=== EXTRACTED ENTRIES ===

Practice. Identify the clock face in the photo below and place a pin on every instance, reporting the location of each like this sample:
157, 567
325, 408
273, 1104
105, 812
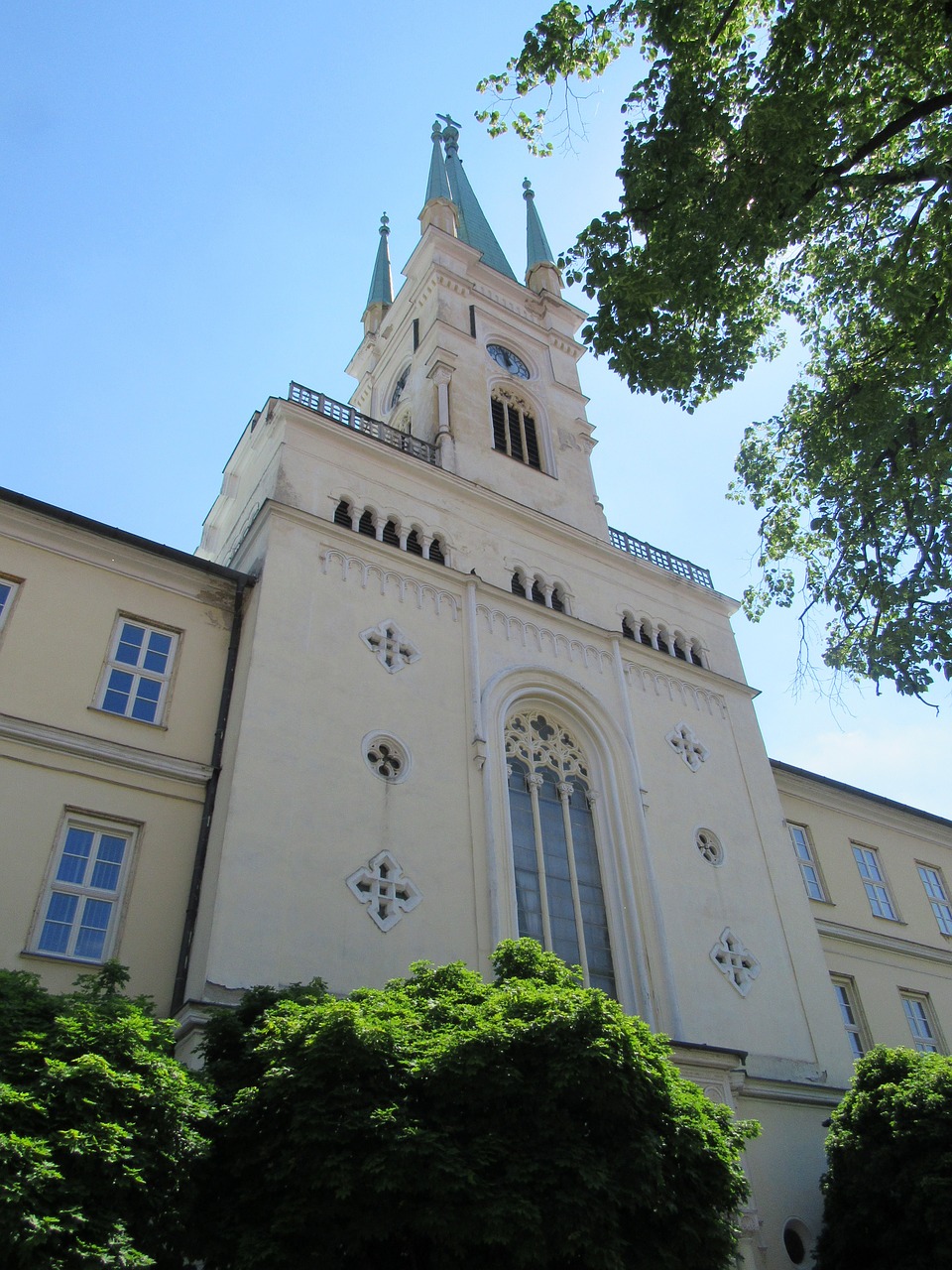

===

[OBJECTIVE] Identify every line in the listing above that contains the string "each" and copy those lines verbatim.

[COMPLETE RESPONSE]
Practice. Identify the clock face in the photo below and place a pin on every instance, reporting the location of each like this sample:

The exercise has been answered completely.